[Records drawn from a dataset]

• • • • •

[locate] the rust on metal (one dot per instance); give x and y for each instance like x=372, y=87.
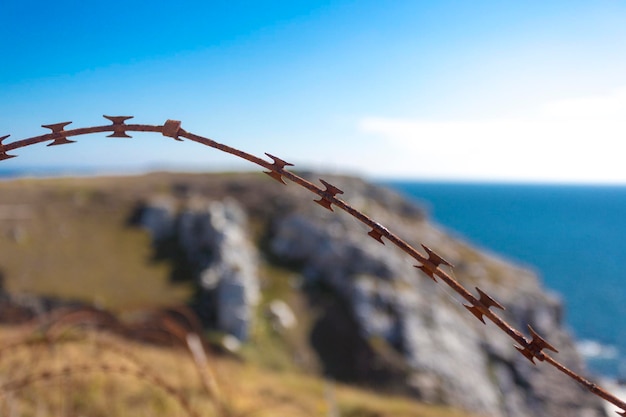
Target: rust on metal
x=480, y=305
x=376, y=235
x=171, y=129
x=3, y=153
x=534, y=349
x=58, y=131
x=277, y=168
x=330, y=192
x=119, y=126
x=431, y=265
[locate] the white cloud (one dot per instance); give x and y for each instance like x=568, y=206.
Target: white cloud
x=582, y=140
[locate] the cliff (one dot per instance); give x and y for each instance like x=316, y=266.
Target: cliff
x=383, y=322
x=288, y=278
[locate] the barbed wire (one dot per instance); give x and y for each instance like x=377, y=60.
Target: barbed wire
x=481, y=307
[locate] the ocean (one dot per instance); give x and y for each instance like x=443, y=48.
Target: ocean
x=573, y=237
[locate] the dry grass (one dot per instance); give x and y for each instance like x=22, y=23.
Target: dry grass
x=88, y=374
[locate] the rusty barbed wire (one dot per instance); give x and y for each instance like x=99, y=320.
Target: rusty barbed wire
x=531, y=347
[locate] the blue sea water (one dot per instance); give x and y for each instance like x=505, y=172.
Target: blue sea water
x=574, y=237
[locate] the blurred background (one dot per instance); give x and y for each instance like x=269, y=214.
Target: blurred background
x=504, y=120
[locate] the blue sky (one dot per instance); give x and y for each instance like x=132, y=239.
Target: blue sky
x=473, y=90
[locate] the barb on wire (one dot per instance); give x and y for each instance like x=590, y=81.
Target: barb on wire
x=430, y=267
x=276, y=170
x=430, y=263
x=330, y=191
x=535, y=347
x=3, y=152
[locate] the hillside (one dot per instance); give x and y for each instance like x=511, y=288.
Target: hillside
x=235, y=246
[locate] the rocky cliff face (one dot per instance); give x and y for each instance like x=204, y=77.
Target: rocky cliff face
x=441, y=353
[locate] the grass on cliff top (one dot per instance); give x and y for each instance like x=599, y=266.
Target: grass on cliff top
x=245, y=389
x=70, y=238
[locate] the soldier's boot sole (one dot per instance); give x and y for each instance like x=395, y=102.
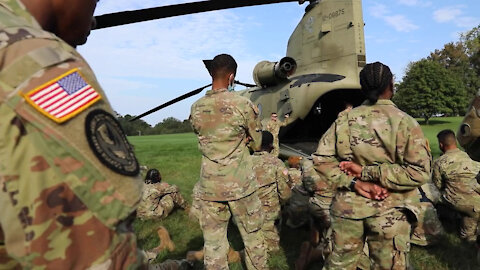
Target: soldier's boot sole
x=193, y=256
x=165, y=240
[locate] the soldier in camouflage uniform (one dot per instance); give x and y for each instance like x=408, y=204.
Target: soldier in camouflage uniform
x=272, y=178
x=428, y=228
x=226, y=125
x=454, y=174
x=159, y=198
x=67, y=173
x=273, y=126
x=370, y=149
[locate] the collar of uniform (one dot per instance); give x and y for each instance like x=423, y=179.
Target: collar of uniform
x=260, y=153
x=216, y=91
x=17, y=8
x=452, y=150
x=380, y=102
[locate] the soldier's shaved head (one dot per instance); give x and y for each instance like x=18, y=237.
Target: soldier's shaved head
x=447, y=137
x=222, y=65
x=71, y=20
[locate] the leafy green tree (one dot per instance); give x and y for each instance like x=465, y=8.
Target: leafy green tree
x=471, y=39
x=455, y=58
x=428, y=88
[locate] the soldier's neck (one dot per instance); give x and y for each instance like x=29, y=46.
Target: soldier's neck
x=42, y=11
x=219, y=84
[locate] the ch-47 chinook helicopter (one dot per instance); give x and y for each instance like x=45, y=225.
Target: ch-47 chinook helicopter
x=313, y=83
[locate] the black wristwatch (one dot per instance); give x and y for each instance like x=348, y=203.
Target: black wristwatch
x=352, y=184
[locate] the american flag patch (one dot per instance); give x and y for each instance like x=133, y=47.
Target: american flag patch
x=63, y=97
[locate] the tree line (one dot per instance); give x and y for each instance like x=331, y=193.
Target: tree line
x=444, y=82
x=169, y=125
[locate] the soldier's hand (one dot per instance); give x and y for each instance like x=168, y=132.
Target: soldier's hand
x=351, y=168
x=371, y=191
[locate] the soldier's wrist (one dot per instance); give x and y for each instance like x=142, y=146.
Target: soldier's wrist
x=370, y=173
x=353, y=182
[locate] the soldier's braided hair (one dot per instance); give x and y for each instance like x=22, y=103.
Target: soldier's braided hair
x=374, y=79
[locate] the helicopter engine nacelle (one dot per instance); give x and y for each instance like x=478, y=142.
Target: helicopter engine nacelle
x=268, y=73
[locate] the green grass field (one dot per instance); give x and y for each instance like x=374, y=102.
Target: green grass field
x=178, y=159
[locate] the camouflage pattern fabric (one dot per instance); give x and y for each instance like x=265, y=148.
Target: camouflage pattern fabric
x=61, y=207
x=248, y=215
x=428, y=229
x=225, y=123
x=454, y=174
x=390, y=146
x=274, y=128
x=272, y=179
x=394, y=153
x=295, y=176
x=387, y=237
x=159, y=200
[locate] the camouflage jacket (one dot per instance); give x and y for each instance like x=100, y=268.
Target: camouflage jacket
x=269, y=169
x=390, y=146
x=59, y=190
x=274, y=126
x=226, y=124
x=454, y=175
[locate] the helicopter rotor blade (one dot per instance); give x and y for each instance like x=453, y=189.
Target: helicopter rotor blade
x=173, y=101
x=134, y=16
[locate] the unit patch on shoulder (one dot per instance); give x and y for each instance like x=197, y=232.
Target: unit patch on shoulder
x=109, y=143
x=63, y=97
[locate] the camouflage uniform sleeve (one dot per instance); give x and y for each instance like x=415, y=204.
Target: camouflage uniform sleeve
x=313, y=182
x=253, y=126
x=437, y=175
x=326, y=163
x=412, y=168
x=284, y=190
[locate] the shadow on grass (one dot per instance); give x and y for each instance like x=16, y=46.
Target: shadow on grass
x=433, y=122
x=449, y=253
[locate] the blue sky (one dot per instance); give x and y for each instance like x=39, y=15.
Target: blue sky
x=143, y=65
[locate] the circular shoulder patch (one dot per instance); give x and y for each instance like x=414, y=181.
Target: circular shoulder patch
x=109, y=143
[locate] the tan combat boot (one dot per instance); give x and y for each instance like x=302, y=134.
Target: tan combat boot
x=233, y=256
x=193, y=256
x=165, y=240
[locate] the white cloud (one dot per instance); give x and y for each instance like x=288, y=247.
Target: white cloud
x=397, y=21
x=447, y=14
x=143, y=65
x=455, y=15
x=413, y=3
x=400, y=23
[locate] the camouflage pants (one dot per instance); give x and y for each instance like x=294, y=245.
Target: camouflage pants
x=428, y=228
x=470, y=220
x=5, y=261
x=468, y=229
x=248, y=215
x=387, y=237
x=271, y=209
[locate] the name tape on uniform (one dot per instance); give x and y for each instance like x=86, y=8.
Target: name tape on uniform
x=63, y=97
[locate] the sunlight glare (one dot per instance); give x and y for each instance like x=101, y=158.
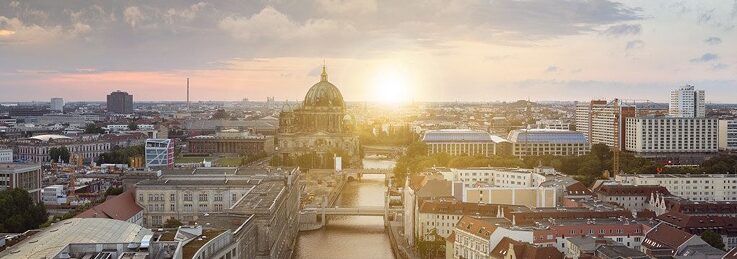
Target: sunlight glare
x=391, y=86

• • • • •

THE PROBLEM: Starting at the line where "Target: name tape on uniform" appears, restate every line through the end of the records above exactly, but omit the pictures.

RESULT OF THE EXERCISE:
Target: name tape on uniform
x=63, y=97
[locate] the sunlight glare (one dot per instance); give x and y for each instance like x=101, y=158.
Target: sunlight glare
x=391, y=86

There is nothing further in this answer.